━━━━━ Supplied material ━━━━━
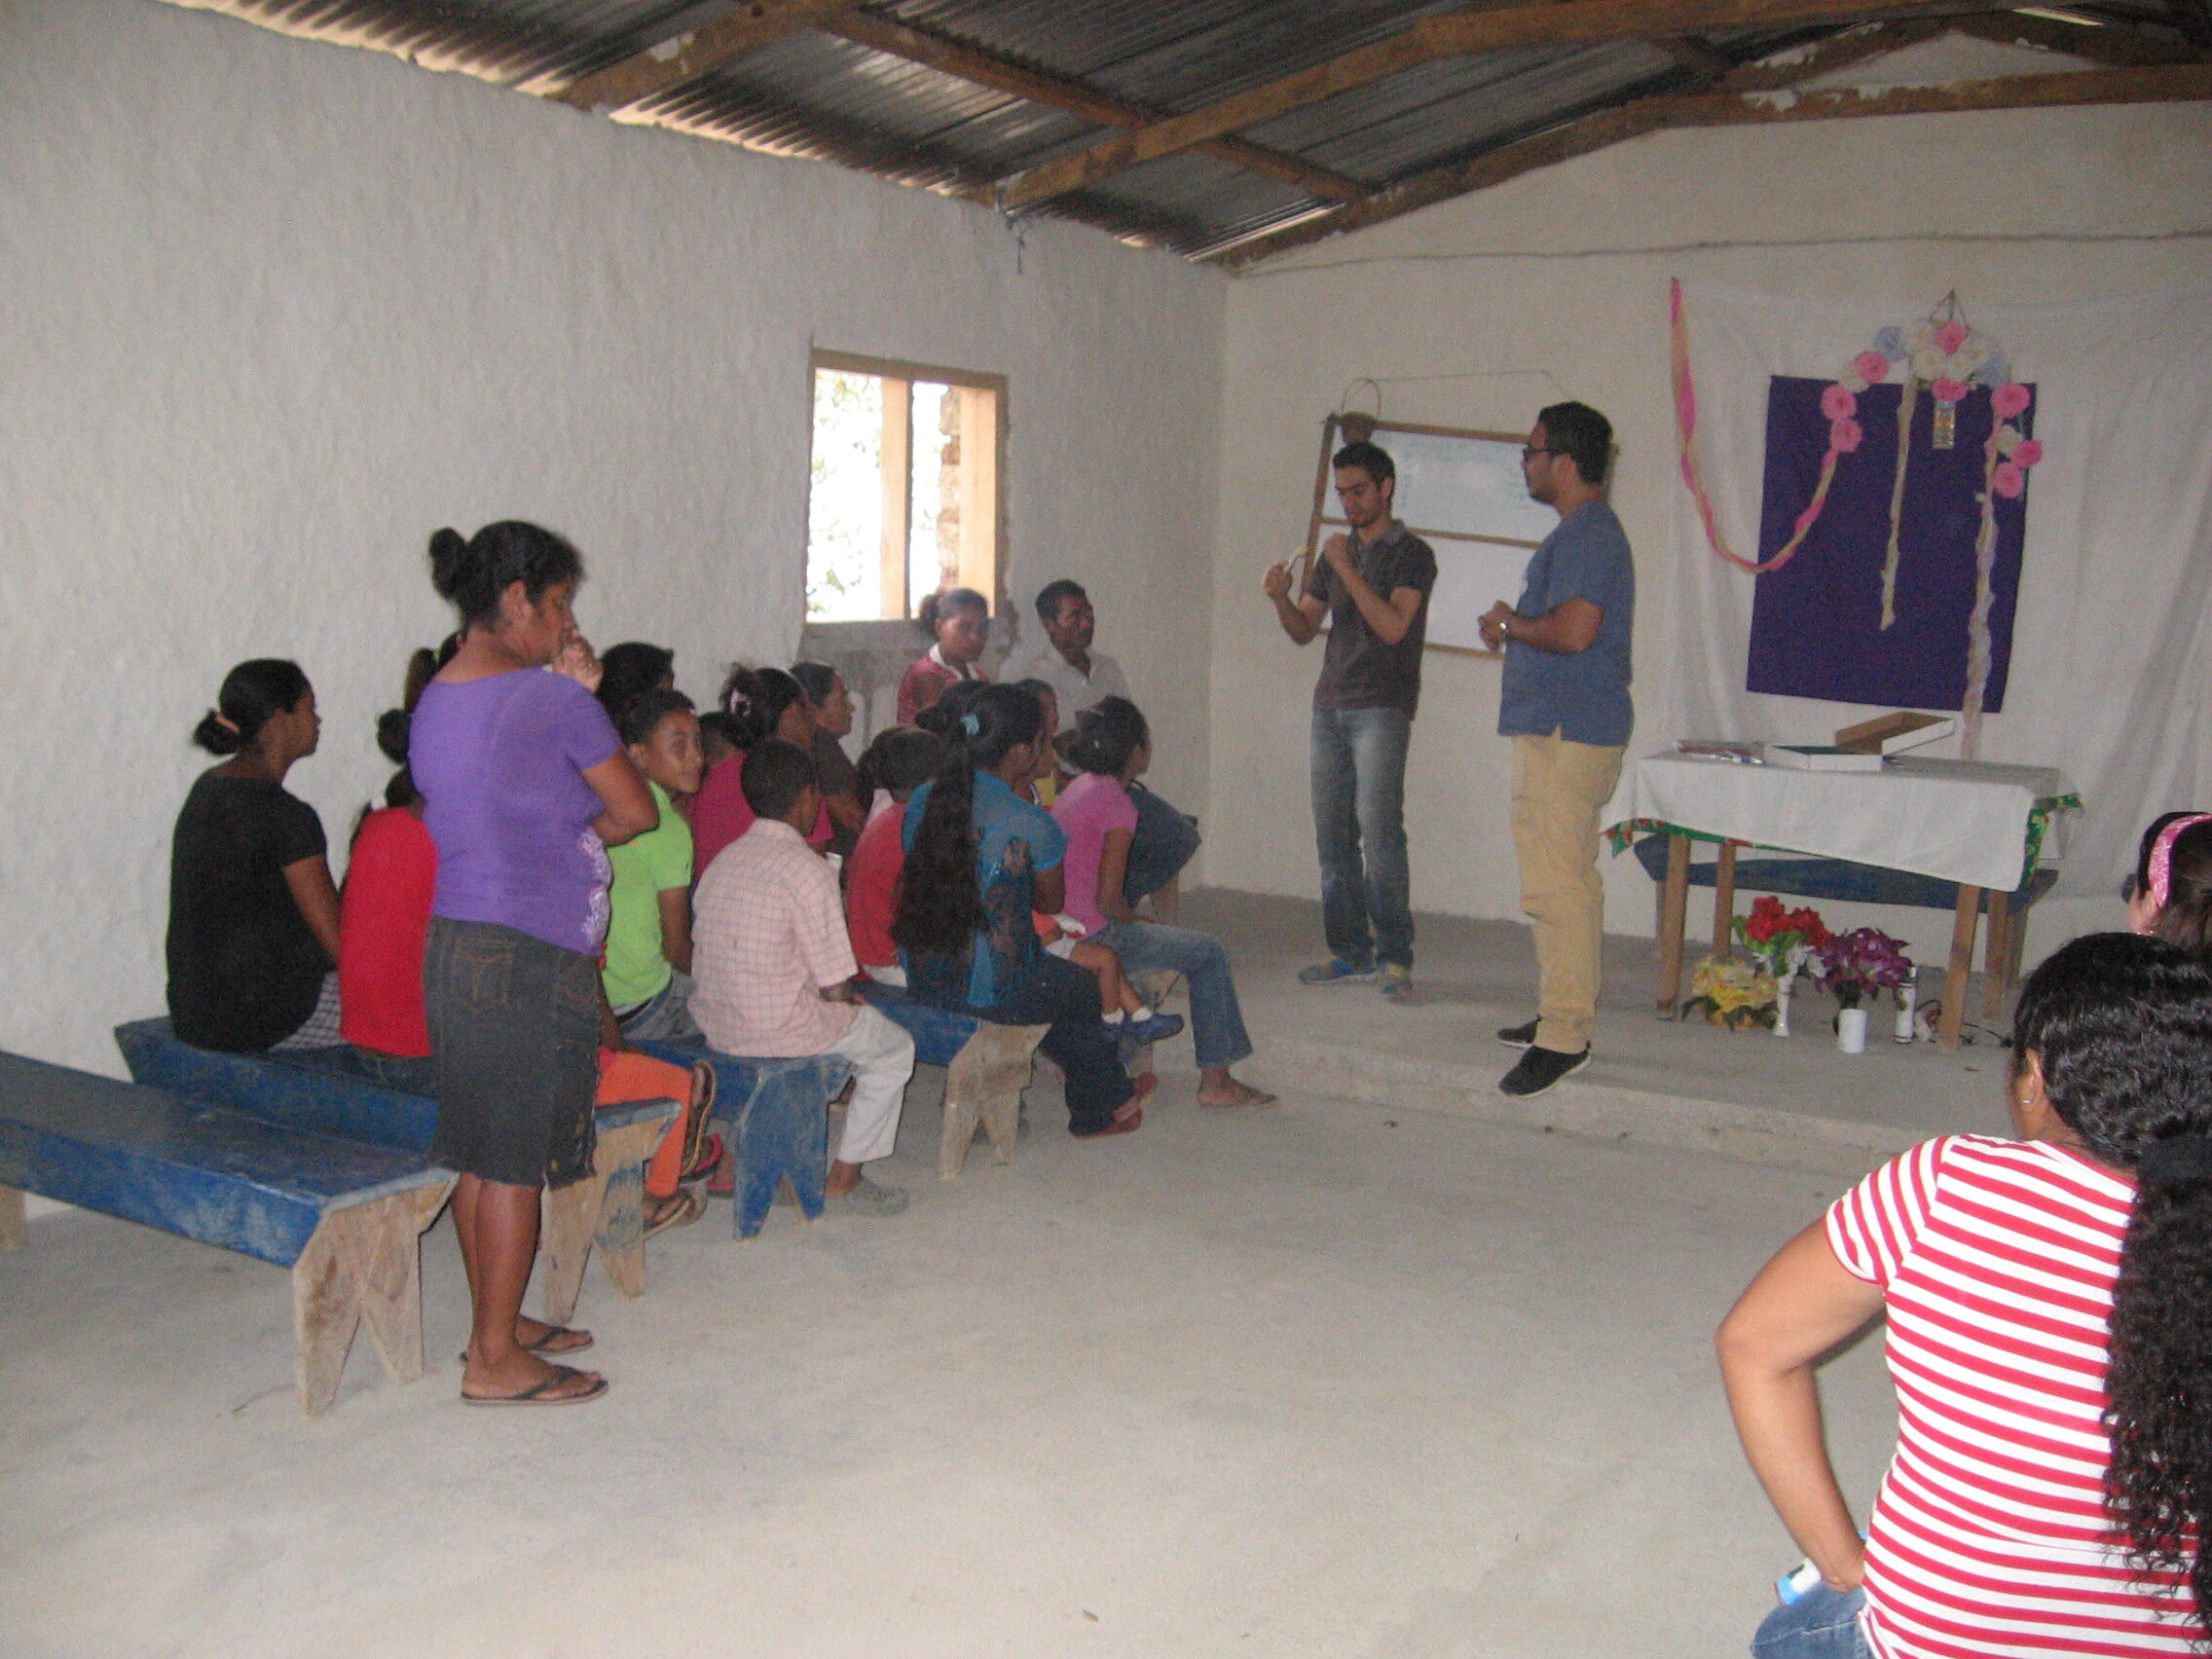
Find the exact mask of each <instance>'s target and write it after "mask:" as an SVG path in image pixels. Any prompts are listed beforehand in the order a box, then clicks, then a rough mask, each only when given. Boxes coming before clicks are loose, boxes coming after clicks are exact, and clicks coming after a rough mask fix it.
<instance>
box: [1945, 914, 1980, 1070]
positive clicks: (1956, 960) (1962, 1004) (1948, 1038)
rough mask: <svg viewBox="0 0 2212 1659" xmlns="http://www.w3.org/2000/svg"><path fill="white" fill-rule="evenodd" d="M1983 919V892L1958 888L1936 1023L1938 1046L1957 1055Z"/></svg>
mask: <svg viewBox="0 0 2212 1659" xmlns="http://www.w3.org/2000/svg"><path fill="white" fill-rule="evenodd" d="M1980 920H1982V889H1980V887H1969V885H1966V883H1960V885H1958V909H1955V911H1953V916H1951V962H1949V964H1947V967H1944V975H1942V1018H1940V1020H1938V1022H1936V1046H1938V1048H1942V1051H1944V1053H1947V1055H1951V1053H1958V1037H1960V1031H1964V1026H1966V980H1969V978H1971V975H1973V933H1975V927H1978V925H1980Z"/></svg>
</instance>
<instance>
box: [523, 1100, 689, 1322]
━━━━━
Instructions for the task = Please repeat the records from their start through the line holding "rough mask: <svg", inclusive, switching "clicks" to "points" and leaving everything else unchanged. Omit the pictures.

Response for this exercise =
Find the exact mask of each <instance>'s target and write it after "mask:" as an SVG path in image pixels. Any prompts are listed beforehand in the order a box, then points, then a rough mask, each only when given. Boxes coming before points are loose, boxes coming after points are exact, and points coming after a rough mask fix it.
<instance>
box: [1945, 914, 1980, 1070]
positive points: (1956, 960) (1962, 1004) (1948, 1038)
rough mask: <svg viewBox="0 0 2212 1659" xmlns="http://www.w3.org/2000/svg"><path fill="white" fill-rule="evenodd" d="M1983 919V892L1958 888L1936 1023L1938 1046L1957 1055Z"/></svg>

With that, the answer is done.